==== Supplied material ====

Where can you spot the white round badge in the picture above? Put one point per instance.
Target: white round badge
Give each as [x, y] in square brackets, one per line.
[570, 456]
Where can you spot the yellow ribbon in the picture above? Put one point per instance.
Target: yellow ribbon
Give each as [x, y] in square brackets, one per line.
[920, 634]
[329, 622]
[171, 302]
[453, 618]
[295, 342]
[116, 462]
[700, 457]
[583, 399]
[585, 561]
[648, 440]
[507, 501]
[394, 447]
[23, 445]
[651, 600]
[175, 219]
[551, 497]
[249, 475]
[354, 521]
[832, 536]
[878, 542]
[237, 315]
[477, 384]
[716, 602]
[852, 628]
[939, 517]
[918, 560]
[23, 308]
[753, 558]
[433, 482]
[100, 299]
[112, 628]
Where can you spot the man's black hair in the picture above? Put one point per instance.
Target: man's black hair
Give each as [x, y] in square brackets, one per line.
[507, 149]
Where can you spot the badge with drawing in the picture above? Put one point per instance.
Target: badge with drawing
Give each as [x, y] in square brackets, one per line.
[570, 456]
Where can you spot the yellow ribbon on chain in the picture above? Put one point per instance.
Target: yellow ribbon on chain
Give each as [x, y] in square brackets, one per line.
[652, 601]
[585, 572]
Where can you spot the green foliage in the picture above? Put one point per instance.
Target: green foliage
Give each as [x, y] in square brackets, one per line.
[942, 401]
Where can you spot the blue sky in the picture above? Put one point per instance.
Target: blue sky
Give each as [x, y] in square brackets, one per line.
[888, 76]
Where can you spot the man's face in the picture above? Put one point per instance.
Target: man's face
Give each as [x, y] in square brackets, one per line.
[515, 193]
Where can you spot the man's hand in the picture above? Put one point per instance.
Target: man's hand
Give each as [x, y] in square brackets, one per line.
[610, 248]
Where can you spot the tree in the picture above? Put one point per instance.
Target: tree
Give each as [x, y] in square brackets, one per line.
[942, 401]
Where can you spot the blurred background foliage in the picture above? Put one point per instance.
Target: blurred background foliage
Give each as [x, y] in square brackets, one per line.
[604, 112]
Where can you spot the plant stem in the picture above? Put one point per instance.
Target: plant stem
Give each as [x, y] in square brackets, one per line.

====

## Work to do
Output every line of the records above as a Markdown table with the columns "Row" and "Line". Number the rows in order and leave out blank lines.

## Task result
| Row | Line |
|---|---|
| 1 | Where can you spot the white round badge in the picture above? Put one point per instance. |
| 2 | Target: white round badge |
| 3 | Give each as [x, y] in square brackets, one per line. |
| 4 | [570, 456] |
| 5 | Where can you spot the yellow ribbon in the picture above? Put one point per instance. |
| 6 | Target: yellow ribbon |
| 7 | Give each as [x, y] in square brackets, one per line. |
| 8 | [920, 634] |
| 9 | [329, 622] |
| 10 | [171, 302] |
| 11 | [453, 618] |
| 12 | [295, 342] |
| 13 | [116, 462] |
| 14 | [700, 457] |
| 15 | [583, 399] |
| 16 | [585, 561] |
| 17 | [648, 440] |
| 18 | [507, 501] |
| 19 | [394, 447] |
| 20 | [23, 445] |
| 21 | [651, 600] |
| 22 | [175, 219] |
| 23 | [551, 497] |
| 24 | [249, 475] |
| 25 | [354, 521] |
| 26 | [832, 536] |
| 27 | [878, 542] |
| 28 | [237, 315] |
| 29 | [477, 384] |
| 30 | [716, 602] |
| 31 | [852, 628] |
| 32 | [939, 517] |
| 33 | [918, 560] |
| 34 | [23, 308] |
| 35 | [753, 558] |
| 36 | [433, 482] |
| 37 | [100, 299] |
| 38 | [112, 628] |
| 39 | Where can you spot the man's black hair in the picture above? Put one point per instance. |
| 40 | Target: man's black hair |
| 41 | Give each as [x, y] in square brackets, one per line. |
| 42 | [507, 149] |
| 43 | Where can you spot the badge with drawing in the picture above? Put one point per instance. |
| 44 | Target: badge with drawing |
| 45 | Give each as [x, y] in square brackets, one per line. |
| 46 | [570, 456] |
| 47 | Where can you spot the yellow ribbon on chain in the picture above? Put one point per instance. |
| 48 | Target: yellow ribbon on chain |
| 49 | Give each as [x, y] in square brackets, one per line. |
| 50 | [652, 601] |
| 51 | [585, 572] |
| 52 | Where can you spot the green foliage in the picture above? Put one point per instance. |
| 53 | Target: green foliage |
| 54 | Give each as [x, y] in square brackets, one per line. |
| 55 | [942, 401] |
| 56 | Where can you spot the blue sky in the picture above? Put one point per instance. |
| 57 | Target: blue sky |
| 58 | Give each as [x, y] in square brackets, one per line. |
| 59 | [888, 76] |
| 60 | Where can you spot the man's face in the picture above? Put one point per instance. |
| 61 | Target: man's face |
| 62 | Give each as [x, y] in square brackets, one per line. |
| 63 | [515, 193] |
| 64 | Where can you spot the man's hand in the picture above? Put one point per instance. |
| 65 | Target: man's hand |
| 66 | Give each as [x, y] in square brackets, one per line. |
| 67 | [610, 248] |
| 68 | Where can you spot the tree in the picture above? Put one point per instance. |
| 69 | Target: tree |
| 70 | Give each as [x, y] in square brackets, one per line. |
| 71 | [942, 401] |
| 72 | Where can you spot the blurred background foliage in the picture above? Put one point per instance. |
| 73 | Target: blurred background foliage |
| 74 | Give each as [x, y] in square brackets, one per line. |
| 75 | [604, 112] |
| 76 | Where can you spot the plant stem in the picture above? Put one point per instance. |
| 77 | Target: plant stem |
| 78 | Give each as [x, y] in square brackets, one per line. |